**Goal of the exercise:** Repeat nothing but the line that contains "616L340 617L346 625H357L354" and the lines after it, through the end of the listing, exactly as they stand; omit pictures.
▬▬▬
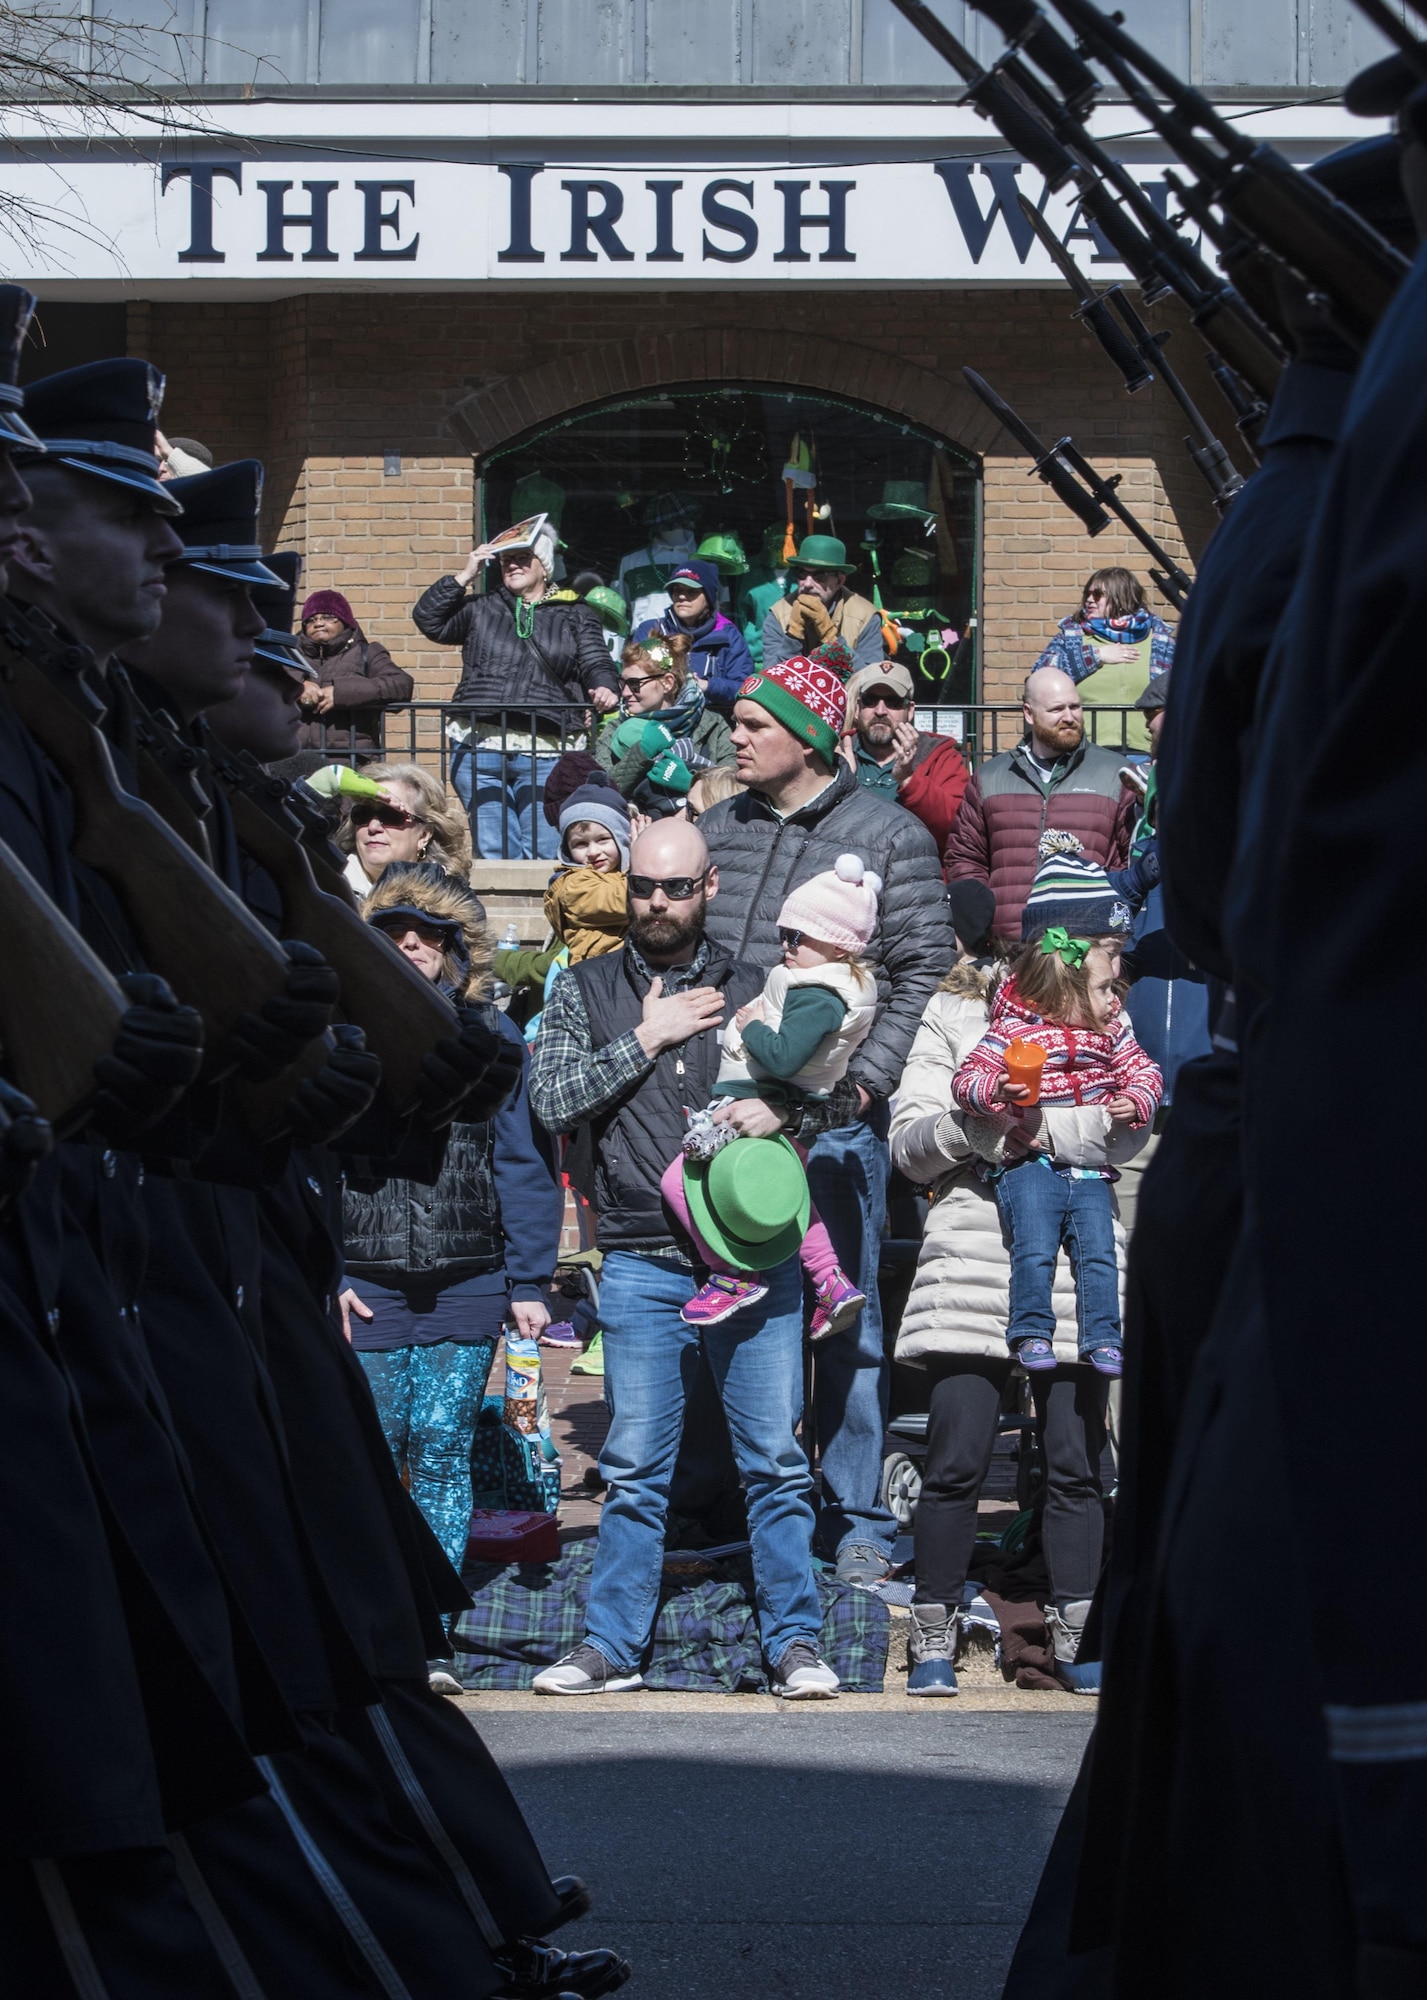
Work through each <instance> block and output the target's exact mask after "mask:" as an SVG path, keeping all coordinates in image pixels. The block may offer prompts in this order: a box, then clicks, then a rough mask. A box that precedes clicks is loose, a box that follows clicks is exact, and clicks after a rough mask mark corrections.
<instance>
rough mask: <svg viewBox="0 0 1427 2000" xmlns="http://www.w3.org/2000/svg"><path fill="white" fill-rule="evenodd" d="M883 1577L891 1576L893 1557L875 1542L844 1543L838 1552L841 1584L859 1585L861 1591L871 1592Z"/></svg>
mask: <svg viewBox="0 0 1427 2000" xmlns="http://www.w3.org/2000/svg"><path fill="white" fill-rule="evenodd" d="M883 1576H891V1556H889V1554H887V1550H885V1548H877V1544H875V1542H843V1546H841V1548H839V1550H837V1582H839V1584H857V1586H859V1588H861V1590H869V1588H871V1584H879V1582H881V1580H883Z"/></svg>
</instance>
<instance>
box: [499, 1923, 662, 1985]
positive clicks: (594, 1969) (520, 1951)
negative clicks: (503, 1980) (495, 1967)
mask: <svg viewBox="0 0 1427 2000" xmlns="http://www.w3.org/2000/svg"><path fill="white" fill-rule="evenodd" d="M496 1964H498V1966H500V1968H502V1970H504V1972H506V1974H508V1980H506V1984H504V1986H502V1988H500V1994H498V1996H496V2000H570V1996H574V2000H600V1994H612V1992H618V1988H620V1986H624V1982H626V1980H628V1978H630V1970H632V1968H630V1962H628V1960H624V1958H620V1954H618V1952H606V1950H598V1952H560V1950H556V1946H552V1944H542V1942H540V1938H522V1940H520V1944H512V1946H510V1948H508V1950H504V1952H498V1954H496Z"/></svg>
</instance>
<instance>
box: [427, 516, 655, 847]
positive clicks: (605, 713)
mask: <svg viewBox="0 0 1427 2000" xmlns="http://www.w3.org/2000/svg"><path fill="white" fill-rule="evenodd" d="M522 528H530V540H524V538H522V540H518V538H516V536H514V532H512V530H506V536H496V540H494V542H482V544H480V546H478V548H474V550H472V552H470V556H468V558H466V564H464V566H462V570H460V572H458V574H454V576H442V578H438V580H436V582H434V584H432V588H430V590H426V592H424V594H422V598H420V600H418V604H416V608H414V612H412V618H414V622H416V628H418V632H422V634H424V636H426V638H430V640H436V644H438V646H460V648H462V664H464V672H462V678H460V682H458V686H456V694H454V696H452V706H454V708H456V710H462V712H460V714H456V716H452V720H450V722H448V736H450V738H452V742H454V752H452V786H454V788H456V796H458V798H460V802H462V804H464V806H466V810H468V814H470V818H472V830H474V834H476V842H478V846H480V852H482V854H484V856H490V858H500V856H506V858H510V860H536V858H550V856H552V854H554V852H556V832H554V828H552V826H550V824H548V820H546V818H544V814H542V812H540V794H542V792H544V786H546V778H548V776H550V772H552V770H554V768H556V764H558V760H560V752H562V750H564V748H566V738H568V736H570V734H572V732H576V730H580V728H584V722H582V716H580V714H578V712H576V710H584V708H586V706H590V708H596V710H598V712H600V714H606V712H608V710H612V708H614V706H616V698H618V690H616V684H614V666H612V662H610V654H608V650H606V644H604V626H602V624H600V618H598V614H596V612H594V608H592V606H590V604H586V602H582V600H576V598H570V596H568V594H564V592H562V594H558V596H556V594H554V592H552V586H554V574H556V546H558V536H556V530H554V526H552V524H550V522H548V520H546V516H544V514H540V516H532V522H530V524H526V522H522ZM486 564H494V566H496V568H494V572H490V570H488V574H486V588H484V590H482V592H480V594H472V588H470V586H472V584H474V582H476V578H478V576H480V574H482V570H486Z"/></svg>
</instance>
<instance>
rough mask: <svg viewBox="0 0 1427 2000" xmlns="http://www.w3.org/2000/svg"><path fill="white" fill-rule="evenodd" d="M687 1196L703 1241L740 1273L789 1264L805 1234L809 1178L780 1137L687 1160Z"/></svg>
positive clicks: (809, 1200) (749, 1140) (754, 1138)
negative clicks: (711, 1156) (706, 1155)
mask: <svg viewBox="0 0 1427 2000" xmlns="http://www.w3.org/2000/svg"><path fill="white" fill-rule="evenodd" d="M684 1194H686V1196H688V1204H690V1214H692V1216H694V1226H696V1228H698V1232H700V1236H702V1238H704V1242H706V1244H708V1246H710V1250H712V1252H713V1254H715V1256H719V1258H723V1260H725V1262H727V1264H733V1266H735V1268H737V1270H771V1268H773V1266H775V1264H785V1262H787V1258H789V1256H795V1254H797V1246H799V1244H801V1240H803V1236H805V1234H807V1220H809V1216H811V1196H809V1192H807V1174H805V1172H803V1162H801V1160H799V1158H797V1152H795V1150H793V1146H791V1144H789V1142H787V1140H785V1138H781V1136H779V1138H735V1140H733V1142H731V1144H727V1146H723V1148H721V1150H719V1152H715V1154H713V1158H712V1160H686V1162H684Z"/></svg>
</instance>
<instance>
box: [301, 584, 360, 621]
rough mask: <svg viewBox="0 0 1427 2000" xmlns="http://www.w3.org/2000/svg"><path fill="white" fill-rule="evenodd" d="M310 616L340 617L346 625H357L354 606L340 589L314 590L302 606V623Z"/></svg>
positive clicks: (309, 617) (318, 616)
mask: <svg viewBox="0 0 1427 2000" xmlns="http://www.w3.org/2000/svg"><path fill="white" fill-rule="evenodd" d="M308 618H340V620H342V624H344V626H356V618H354V616H352V606H350V604H348V600H346V598H344V596H342V592H340V590H314V592H312V596H310V598H308V600H306V602H304V606H302V624H306V622H308Z"/></svg>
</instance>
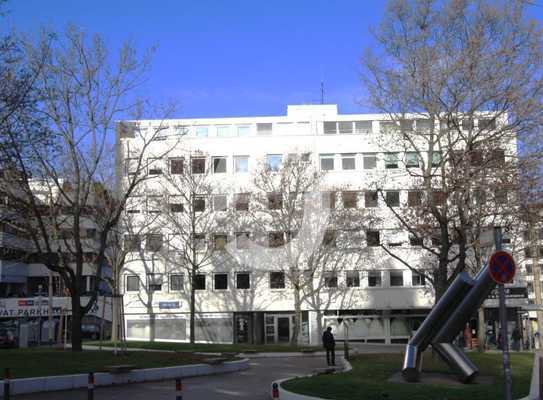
▬▬▬
**Exercise answer:**
rough mask: <svg viewBox="0 0 1427 2000" xmlns="http://www.w3.org/2000/svg"><path fill="white" fill-rule="evenodd" d="M310 616L340 617L346 625H357L354 606L340 589L314 590L302 606V623Z"/></svg>
positive clicks: (309, 617) (318, 616)
mask: <svg viewBox="0 0 1427 2000" xmlns="http://www.w3.org/2000/svg"><path fill="white" fill-rule="evenodd" d="M308 618H340V620H342V624H344V626H356V618H354V616H352V606H350V604H348V600H346V598H344V596H342V592H340V590H314V592H312V596H310V598H308V600H306V602H304V606H302V624H306V622H308Z"/></svg>
</instance>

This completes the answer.